Working data:

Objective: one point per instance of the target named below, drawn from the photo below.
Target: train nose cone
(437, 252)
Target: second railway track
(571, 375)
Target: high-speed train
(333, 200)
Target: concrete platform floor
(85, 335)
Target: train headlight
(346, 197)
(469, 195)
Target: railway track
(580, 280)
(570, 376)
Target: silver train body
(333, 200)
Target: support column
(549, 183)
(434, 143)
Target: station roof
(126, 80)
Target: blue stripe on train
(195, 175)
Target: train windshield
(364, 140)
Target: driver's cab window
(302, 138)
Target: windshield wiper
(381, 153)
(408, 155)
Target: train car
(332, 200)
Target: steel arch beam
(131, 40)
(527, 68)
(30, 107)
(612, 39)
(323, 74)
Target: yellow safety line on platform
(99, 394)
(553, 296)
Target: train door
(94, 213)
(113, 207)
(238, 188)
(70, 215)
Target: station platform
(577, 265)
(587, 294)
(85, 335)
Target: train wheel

Problem requirements:
The data given before this task must be transcribed exactly and in full.

Written solution:
Objective: one point per instance of the target named below, drawn from the photo below.
Target: train nose cone
(437, 252)
Target: second railway track
(571, 375)
Target: high-speed train
(333, 200)
Target: concrete platform floor
(85, 335)
Target: train headlight
(346, 197)
(469, 195)
Target: railway track
(580, 280)
(570, 376)
Target: silver train body
(333, 200)
Target: support column
(549, 183)
(434, 143)
Target: station roof
(126, 80)
Target: blue stripe on train
(195, 175)
Target: train windshield
(364, 140)
Target: driver's cab window
(302, 138)
Target: windshield wiper
(381, 153)
(408, 155)
Target: train car
(332, 200)
Target: steel arch beam
(131, 40)
(527, 68)
(30, 107)
(612, 39)
(323, 74)
Target: yellow safety line on platform
(99, 394)
(553, 296)
Target: train door
(94, 213)
(113, 207)
(238, 188)
(70, 215)
Target: station platform
(577, 265)
(587, 294)
(85, 335)
Target: train wheel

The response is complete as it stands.